### What to do
Could you give back every record below exactly, leaving out the pictures?

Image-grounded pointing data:
== == ==

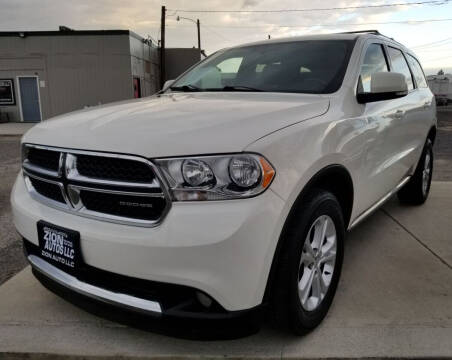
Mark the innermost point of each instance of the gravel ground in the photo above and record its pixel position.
(11, 256)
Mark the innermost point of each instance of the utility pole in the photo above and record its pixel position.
(162, 48)
(199, 36)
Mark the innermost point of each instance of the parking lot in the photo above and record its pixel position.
(394, 299)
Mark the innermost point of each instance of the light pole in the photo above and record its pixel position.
(198, 25)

== == ==

### Exercise result
Mark the innermost point of each instance of the gravel ground in the photo above and record its pixel position.
(11, 256)
Mark the innermost point of each instance of the utility pole in the photo above and record its pixel position.
(162, 48)
(199, 36)
Mark the innermost point of each instance of the parking lot in the photo above and record its pixel position.
(394, 299)
Mark the innermost point of each instance of the light pole in the photo above and record its pixel position.
(198, 25)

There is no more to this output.